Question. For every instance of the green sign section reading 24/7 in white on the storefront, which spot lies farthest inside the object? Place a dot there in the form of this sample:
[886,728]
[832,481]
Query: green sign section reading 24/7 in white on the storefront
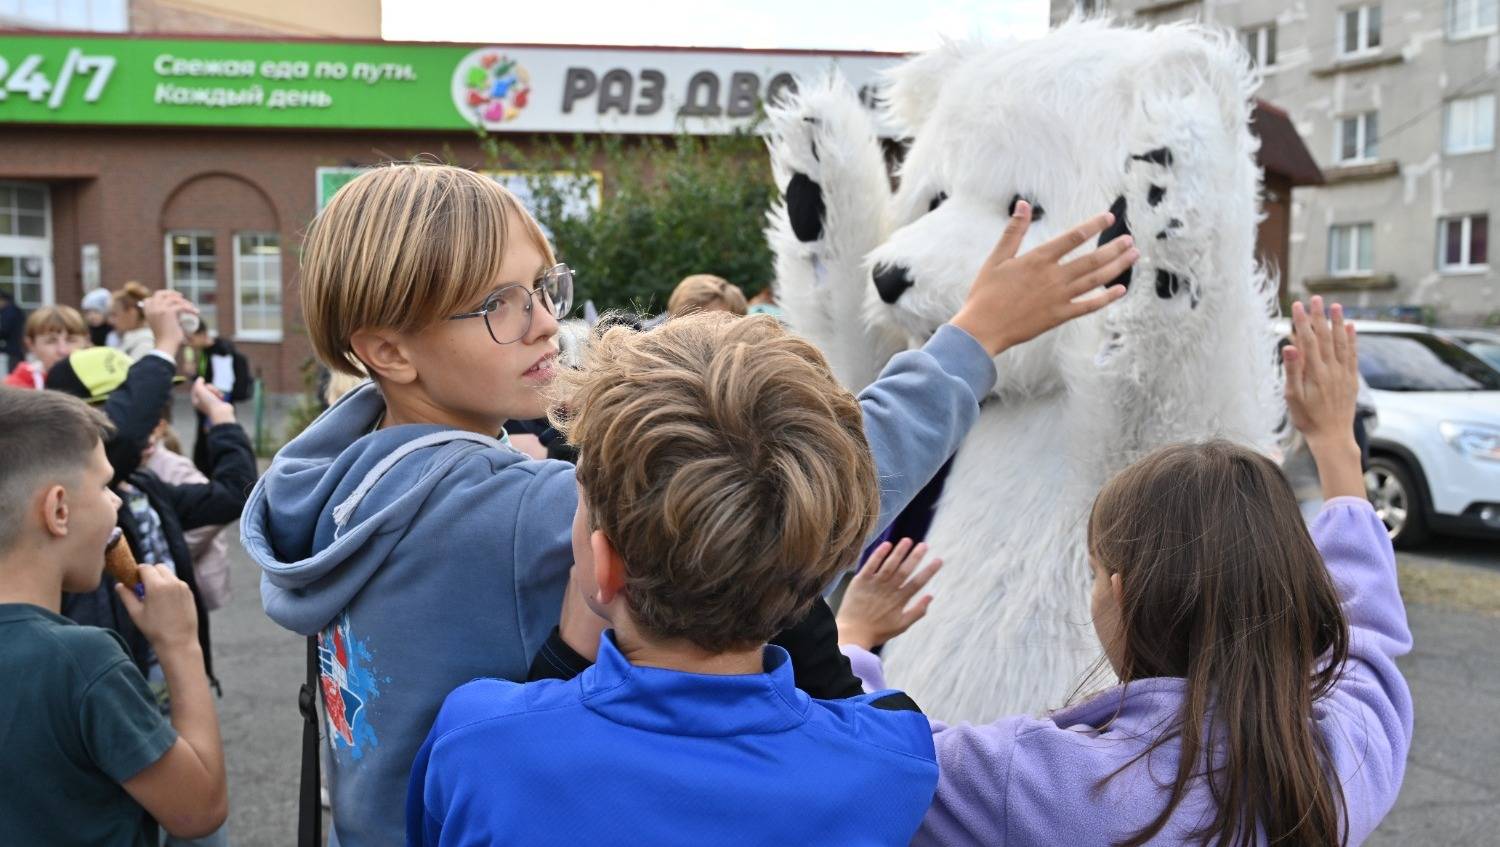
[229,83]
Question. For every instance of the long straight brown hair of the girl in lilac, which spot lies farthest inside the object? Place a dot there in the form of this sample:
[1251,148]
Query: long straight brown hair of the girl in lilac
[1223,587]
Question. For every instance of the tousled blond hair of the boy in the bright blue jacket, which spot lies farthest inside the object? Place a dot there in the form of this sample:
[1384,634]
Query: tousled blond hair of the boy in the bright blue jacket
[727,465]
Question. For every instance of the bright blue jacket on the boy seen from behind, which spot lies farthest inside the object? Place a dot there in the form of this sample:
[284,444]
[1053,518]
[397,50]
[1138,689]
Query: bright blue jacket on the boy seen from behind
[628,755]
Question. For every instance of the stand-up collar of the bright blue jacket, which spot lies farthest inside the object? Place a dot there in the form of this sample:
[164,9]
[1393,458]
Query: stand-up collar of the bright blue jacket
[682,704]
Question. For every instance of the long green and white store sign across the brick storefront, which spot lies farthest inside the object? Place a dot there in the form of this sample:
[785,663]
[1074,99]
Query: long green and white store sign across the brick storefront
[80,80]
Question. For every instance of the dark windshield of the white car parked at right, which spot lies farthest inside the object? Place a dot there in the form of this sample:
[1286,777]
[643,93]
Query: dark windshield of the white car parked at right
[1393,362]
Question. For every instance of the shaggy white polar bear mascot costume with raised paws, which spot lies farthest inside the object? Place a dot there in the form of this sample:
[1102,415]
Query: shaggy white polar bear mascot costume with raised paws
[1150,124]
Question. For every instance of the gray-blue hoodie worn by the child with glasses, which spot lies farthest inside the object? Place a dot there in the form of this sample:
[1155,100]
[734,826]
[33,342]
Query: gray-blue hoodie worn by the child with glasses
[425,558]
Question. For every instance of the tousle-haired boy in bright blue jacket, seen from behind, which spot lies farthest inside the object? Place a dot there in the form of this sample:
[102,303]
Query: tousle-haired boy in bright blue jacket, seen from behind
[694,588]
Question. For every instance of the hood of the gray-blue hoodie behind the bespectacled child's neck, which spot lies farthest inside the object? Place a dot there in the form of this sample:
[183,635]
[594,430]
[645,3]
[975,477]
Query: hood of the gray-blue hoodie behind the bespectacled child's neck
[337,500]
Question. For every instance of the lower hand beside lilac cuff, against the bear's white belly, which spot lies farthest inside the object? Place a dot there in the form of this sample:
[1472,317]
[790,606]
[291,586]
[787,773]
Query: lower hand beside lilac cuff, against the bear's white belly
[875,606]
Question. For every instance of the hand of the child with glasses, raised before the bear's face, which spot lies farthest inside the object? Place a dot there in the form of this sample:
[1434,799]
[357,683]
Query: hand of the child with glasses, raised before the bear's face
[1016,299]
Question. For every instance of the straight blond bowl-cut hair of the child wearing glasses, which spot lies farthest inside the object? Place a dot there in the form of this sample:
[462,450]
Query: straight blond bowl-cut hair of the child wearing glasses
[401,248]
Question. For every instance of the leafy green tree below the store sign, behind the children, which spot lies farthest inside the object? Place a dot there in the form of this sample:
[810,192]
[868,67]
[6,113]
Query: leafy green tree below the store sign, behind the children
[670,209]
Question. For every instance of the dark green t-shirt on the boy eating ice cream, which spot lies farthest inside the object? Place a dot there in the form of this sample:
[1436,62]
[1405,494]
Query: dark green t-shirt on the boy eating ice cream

→ What is required
Please print all the entries exactly as written, but drop the pictures.

→ Reply
Question. For every instance of the green sign section reading 24/7 in white on the storefront, which spot lies farthest inside the object? Place a dot there in the form of this sample:
[886,728]
[832,481]
Query: green sign section reading 24/7 in white on the storefront
[229,83]
Question. For every instance of the long straight brown hair of the girl in lilac, which spot lies farthest inside the object? Place a dot there in the form of this sample:
[1251,148]
Query: long straight brown hair of the girl in lilac
[1223,587]
Question. For every instance of the tousled blond hair of the boy in the bright blue jacket, which spot lies farthest inside the object? Place a dot there in the form of this sample:
[1384,634]
Query: tousled blond hair of the boy in the bright blue jacket
[727,465]
Question. For every instance of the bright blue jacket on the boy seen from behind, which spot lies farthest inside the object? Place a dot there in the form of this sample:
[284,444]
[1053,518]
[397,50]
[1138,689]
Query: bright blue jacket on the boy seen from behind
[628,755]
Question. For every instance of the stand-up collar of the bright blue jacket, which spot lies farthest inside the object? Place a dot there in the form of this sample:
[164,9]
[1393,458]
Query: stand-up collar of the bright blue jacket
[682,704]
Question. For every instance of the long green and white store sign across the brick storefront, which spot lies farthest inside the object? Place a dot there in the form of this sample:
[785,663]
[1074,99]
Query: long green and white store sign across the brick storefront
[80,80]
Question. For every instance of the dark windshield of the white car parked at right, which spot lies farthest inside the object? Place a dot there in the form of this sample:
[1286,777]
[643,93]
Query: dark windshield of the white car parked at right
[1393,362]
Question. For every instance of the shaggy white polar bear mascot costume with raised paws, which spot lies farthest inside the object? Place a dot there in the form of this sample:
[1102,415]
Query: shaggy white polar bear mascot costume with raised paws
[1150,124]
Question. For every instance of the gray-blue hoodie worn by the child with glasses, which spot lies farthest inside the object? Place a dot there in the form of this sample:
[1155,100]
[734,826]
[33,342]
Query: gray-blue hoodie worn by the child with glasses
[425,558]
Question. For every instance of the tousle-haired boy in bright blue jacket, seen from behind, which spot lies farthest inside the object? Place a dot there in the form of this sample:
[102,303]
Query: tousle-haired boy in bright blue jacket, seen from behind
[694,588]
Question. For every instance of the hood of the gray-blue hoodie behind the bespectacled child's neck, which spot lies farthest inside the object? Place a dot there in the form of this sample:
[183,635]
[594,430]
[645,3]
[975,477]
Query: hood of the gray-blue hoodie behind the bespectacled child's neck
[337,500]
Question. For every instance of the lower hand beside lilac cuff, against the bear's white belly, which spot lies farthest inside the object? Place a dot there in the form of this sample:
[1472,317]
[790,606]
[291,586]
[787,773]
Query: lower hand beside lilac cuff, against the bear's white belly
[875,606]
Question. For every instance of the hand of the child with glasses, raised before the bear's face, which spot lies farthest inside the object? Place a dot there in the form of this sample:
[1434,799]
[357,683]
Query: hand of the child with glasses, raised before the bear's face
[1016,299]
Question. For every instance of the straight blond bowl-cut hair of the child wearing glasses, which spot lies farthest inside the object? Place a dot there in the form of this sample:
[462,450]
Query: straight blond bowl-cut hair of the child wearing glasses
[401,248]
Question. For every instance of the leafy green tree below the store sign, behind the children, which spot lies farthest inside the object? Place a dot there in the form of this sample:
[810,192]
[868,67]
[6,113]
Query: leafy green tree below the store sign, behind the children
[670,209]
Question. For every instance of the dark green t-shirt on the boy eating ice cream, which spot lies farthest inside the object? Place a dot there in the form of this sample:
[1436,62]
[1405,494]
Query: dark green t-shirt on the boy eating ice cream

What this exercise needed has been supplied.